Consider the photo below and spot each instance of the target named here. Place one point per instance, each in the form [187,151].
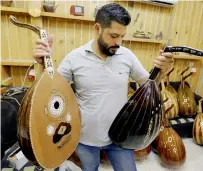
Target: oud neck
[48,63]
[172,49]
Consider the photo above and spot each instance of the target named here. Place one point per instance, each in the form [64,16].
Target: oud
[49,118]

++++

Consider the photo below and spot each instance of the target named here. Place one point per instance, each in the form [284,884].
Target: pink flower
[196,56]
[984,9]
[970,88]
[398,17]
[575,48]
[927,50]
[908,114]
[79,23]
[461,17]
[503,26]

++++

TRY IT:
Gather from the records above every line containing the string "form".

ANSWER BOX:
Consider the photo below and spot each instance of the target named here. Place one point per instance, each in the form [187,151].
Consider the photo above and spot each instance of the target named here. Place one point per instance, each in the form [64,16].
Consider the photo below and spot each instance of the target named here. Place one point per instance, each in the form [284,884].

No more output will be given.